**Data provided:**

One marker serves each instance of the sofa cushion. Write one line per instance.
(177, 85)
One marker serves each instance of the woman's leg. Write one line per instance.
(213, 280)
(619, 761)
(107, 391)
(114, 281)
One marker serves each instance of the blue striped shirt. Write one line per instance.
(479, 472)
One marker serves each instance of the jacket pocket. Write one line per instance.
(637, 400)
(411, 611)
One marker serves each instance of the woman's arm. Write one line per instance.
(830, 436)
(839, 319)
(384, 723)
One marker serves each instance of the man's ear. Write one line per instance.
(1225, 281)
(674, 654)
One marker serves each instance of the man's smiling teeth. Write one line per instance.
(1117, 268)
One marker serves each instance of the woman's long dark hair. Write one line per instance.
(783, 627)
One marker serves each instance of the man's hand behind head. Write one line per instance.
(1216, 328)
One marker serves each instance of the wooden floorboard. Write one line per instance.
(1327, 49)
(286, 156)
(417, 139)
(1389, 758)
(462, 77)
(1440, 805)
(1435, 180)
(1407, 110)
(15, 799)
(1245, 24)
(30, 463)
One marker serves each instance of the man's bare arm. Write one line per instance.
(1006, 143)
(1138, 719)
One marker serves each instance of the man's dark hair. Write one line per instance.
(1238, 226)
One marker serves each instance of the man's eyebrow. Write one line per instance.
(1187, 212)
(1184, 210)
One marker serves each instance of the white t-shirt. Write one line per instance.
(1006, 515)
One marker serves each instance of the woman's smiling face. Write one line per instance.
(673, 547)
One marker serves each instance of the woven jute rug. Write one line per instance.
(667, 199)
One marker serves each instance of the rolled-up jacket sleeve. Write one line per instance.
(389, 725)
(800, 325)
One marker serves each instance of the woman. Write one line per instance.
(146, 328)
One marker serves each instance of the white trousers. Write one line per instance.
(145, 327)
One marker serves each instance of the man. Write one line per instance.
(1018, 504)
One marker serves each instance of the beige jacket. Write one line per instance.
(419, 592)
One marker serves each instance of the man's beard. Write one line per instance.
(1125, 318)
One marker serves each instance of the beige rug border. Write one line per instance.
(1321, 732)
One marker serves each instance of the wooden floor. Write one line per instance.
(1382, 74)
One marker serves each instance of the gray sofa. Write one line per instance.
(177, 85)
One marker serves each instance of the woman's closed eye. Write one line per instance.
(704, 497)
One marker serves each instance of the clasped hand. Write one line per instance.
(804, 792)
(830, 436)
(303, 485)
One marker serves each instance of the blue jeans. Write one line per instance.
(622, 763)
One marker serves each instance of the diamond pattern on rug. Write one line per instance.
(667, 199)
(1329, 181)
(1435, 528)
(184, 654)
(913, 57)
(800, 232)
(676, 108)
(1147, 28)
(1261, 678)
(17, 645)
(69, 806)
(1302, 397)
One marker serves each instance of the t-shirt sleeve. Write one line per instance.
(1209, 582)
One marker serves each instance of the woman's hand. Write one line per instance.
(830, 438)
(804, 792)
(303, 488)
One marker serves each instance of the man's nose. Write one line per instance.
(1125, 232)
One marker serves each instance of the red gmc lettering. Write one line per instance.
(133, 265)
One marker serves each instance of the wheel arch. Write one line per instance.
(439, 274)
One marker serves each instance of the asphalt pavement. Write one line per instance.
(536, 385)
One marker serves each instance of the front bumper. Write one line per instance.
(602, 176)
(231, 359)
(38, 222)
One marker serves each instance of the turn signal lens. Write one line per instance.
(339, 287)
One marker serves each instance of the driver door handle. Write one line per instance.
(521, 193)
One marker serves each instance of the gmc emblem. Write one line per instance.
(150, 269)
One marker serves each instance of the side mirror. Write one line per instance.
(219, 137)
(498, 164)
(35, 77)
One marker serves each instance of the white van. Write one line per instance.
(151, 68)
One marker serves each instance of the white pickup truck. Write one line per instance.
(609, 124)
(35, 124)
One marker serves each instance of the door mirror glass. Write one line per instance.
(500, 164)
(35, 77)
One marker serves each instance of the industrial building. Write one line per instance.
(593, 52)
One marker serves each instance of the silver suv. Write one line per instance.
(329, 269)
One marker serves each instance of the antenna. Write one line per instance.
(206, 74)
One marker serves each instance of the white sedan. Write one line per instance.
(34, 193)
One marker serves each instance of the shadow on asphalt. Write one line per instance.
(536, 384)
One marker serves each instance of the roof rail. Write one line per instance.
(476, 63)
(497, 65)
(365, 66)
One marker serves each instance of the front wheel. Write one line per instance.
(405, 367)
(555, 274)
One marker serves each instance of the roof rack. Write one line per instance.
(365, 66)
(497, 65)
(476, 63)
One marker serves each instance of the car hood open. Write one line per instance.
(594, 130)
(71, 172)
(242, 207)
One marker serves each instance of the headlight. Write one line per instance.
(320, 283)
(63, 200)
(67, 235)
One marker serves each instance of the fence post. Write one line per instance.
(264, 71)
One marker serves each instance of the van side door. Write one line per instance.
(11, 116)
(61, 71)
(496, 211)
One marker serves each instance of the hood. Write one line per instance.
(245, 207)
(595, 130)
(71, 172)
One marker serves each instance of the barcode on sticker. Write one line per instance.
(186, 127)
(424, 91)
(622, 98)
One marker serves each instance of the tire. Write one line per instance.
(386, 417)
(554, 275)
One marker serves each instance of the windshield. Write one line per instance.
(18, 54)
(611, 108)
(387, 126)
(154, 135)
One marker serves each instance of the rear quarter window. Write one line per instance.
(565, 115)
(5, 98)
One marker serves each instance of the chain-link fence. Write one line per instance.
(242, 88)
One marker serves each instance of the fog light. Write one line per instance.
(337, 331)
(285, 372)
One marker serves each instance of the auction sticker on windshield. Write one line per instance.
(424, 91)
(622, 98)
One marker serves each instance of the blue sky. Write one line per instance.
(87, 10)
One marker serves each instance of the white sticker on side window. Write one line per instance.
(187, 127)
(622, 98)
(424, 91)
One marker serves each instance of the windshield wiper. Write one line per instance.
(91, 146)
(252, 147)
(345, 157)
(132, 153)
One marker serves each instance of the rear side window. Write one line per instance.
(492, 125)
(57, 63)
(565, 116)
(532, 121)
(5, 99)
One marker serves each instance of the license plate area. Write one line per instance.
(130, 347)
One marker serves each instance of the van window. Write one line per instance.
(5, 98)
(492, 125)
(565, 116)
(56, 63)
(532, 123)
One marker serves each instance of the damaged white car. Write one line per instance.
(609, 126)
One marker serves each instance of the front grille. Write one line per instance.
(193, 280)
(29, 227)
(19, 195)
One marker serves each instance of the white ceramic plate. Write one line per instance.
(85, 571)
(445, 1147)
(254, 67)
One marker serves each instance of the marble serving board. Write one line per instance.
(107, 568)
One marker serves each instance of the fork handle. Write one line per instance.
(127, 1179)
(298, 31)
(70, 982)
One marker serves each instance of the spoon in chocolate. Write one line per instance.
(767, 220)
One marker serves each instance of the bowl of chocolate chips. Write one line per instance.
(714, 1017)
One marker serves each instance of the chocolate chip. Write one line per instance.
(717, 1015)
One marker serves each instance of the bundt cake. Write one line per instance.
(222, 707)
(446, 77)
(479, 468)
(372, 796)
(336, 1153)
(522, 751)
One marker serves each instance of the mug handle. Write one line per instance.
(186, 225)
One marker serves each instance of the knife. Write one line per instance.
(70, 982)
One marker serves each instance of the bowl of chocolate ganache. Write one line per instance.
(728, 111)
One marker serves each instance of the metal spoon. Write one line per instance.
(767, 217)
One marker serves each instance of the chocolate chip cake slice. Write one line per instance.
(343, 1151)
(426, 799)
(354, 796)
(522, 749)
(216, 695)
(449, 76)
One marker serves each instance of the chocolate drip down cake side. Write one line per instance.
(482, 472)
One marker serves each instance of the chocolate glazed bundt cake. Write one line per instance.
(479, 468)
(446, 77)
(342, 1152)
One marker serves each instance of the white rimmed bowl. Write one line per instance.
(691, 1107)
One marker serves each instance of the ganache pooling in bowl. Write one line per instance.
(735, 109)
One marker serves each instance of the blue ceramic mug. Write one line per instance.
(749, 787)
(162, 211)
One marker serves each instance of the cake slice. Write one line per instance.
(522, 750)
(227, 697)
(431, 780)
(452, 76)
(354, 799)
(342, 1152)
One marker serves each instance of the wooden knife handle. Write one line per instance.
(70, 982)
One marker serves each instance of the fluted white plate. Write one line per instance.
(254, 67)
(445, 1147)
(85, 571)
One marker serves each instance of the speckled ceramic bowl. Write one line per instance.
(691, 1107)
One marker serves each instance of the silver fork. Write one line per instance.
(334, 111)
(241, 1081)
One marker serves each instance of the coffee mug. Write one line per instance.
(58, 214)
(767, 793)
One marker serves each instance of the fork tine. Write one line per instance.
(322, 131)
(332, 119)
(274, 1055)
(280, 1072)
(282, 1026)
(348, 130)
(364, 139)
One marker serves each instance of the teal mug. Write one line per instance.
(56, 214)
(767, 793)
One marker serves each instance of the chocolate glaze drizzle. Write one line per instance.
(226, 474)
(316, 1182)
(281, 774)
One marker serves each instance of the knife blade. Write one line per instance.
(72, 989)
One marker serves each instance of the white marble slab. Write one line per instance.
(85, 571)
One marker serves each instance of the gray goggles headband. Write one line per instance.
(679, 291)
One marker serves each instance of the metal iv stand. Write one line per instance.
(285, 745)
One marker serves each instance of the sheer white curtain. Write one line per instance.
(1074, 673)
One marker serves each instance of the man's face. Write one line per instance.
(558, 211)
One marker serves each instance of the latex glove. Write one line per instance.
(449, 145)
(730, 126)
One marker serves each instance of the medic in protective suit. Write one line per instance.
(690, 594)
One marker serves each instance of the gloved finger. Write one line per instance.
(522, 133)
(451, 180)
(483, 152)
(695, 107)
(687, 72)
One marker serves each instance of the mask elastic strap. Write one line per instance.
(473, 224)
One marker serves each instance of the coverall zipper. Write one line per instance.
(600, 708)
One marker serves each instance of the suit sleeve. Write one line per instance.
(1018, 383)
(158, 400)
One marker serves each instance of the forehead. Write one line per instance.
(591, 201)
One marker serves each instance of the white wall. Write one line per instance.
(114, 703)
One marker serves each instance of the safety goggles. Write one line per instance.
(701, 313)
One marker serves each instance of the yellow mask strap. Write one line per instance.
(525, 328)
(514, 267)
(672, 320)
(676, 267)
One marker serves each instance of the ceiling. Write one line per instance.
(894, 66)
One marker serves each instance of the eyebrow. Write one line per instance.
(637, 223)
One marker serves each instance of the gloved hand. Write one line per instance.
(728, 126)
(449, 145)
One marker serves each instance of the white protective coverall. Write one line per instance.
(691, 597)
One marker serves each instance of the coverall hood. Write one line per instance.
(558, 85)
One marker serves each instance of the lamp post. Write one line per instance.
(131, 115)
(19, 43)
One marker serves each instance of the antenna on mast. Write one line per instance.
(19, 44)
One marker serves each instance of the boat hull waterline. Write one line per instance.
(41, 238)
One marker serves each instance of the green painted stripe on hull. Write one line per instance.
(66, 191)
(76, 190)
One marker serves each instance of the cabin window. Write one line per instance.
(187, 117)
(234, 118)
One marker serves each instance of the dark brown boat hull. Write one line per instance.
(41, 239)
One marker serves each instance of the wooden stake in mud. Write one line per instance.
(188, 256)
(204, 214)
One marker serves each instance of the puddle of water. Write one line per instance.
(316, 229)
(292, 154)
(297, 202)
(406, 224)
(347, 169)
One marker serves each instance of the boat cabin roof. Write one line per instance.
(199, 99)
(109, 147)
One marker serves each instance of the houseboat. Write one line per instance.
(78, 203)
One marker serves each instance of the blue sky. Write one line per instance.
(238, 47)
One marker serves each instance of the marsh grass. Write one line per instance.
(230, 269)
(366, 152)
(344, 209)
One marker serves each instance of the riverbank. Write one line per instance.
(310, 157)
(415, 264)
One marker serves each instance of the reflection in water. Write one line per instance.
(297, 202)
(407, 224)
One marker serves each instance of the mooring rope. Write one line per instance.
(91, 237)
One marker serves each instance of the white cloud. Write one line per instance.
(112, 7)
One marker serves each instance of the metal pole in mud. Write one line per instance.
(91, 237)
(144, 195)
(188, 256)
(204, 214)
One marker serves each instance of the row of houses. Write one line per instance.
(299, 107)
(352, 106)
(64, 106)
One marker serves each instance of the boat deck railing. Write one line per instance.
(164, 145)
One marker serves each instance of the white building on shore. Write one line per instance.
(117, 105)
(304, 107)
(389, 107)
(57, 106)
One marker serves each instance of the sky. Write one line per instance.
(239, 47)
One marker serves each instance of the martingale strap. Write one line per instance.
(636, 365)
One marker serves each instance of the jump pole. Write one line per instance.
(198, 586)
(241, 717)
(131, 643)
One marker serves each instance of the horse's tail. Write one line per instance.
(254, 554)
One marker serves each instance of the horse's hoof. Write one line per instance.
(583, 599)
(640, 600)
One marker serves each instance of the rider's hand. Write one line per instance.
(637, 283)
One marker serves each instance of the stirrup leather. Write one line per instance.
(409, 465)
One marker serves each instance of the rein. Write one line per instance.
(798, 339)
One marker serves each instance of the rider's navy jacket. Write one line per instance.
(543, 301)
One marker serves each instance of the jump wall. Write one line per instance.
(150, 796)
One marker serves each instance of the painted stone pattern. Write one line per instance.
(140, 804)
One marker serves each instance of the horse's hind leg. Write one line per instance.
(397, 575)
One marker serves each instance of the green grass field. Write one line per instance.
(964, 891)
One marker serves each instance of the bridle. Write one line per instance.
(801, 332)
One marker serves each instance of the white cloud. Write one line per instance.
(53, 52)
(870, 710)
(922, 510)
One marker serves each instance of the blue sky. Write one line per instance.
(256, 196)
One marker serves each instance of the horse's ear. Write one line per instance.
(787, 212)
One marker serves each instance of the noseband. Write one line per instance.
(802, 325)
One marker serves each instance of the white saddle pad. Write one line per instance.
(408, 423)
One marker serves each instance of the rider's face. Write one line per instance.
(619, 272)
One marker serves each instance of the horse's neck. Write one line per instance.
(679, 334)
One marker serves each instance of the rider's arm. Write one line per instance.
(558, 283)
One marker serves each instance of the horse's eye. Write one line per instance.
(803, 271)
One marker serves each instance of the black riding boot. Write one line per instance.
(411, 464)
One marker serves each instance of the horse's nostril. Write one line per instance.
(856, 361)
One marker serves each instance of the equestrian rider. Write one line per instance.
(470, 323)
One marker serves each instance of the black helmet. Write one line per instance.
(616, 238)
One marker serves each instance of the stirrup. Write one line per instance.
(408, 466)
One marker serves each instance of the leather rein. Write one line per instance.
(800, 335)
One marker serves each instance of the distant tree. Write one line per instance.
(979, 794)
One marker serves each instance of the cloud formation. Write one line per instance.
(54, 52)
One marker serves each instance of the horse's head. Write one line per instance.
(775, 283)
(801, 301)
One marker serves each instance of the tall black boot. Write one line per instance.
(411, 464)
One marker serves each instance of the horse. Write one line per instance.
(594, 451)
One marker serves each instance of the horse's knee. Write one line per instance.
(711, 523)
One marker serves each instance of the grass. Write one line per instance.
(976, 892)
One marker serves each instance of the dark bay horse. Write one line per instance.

**Task statement:**
Return exactly the lines of the listing that run from the one containing "One marker serves each instance of the horse's head." through the last, and no others.

**Answer box:**
One marker serves each instance of the horse's head. Write one line per instance.
(775, 283)
(801, 301)
One marker serves each instance of the tall black boot. Write one line per instance.
(411, 464)
One marker serves each instance of the horse. Write one line per instance.
(594, 451)
One marker serves each instance of the horse's knee. Write one line per instance.
(711, 523)
One marker serves each instance of the grass. Write one line per instance.
(976, 892)
One marker serves each instance of the dark bay horse. Write one line per instance.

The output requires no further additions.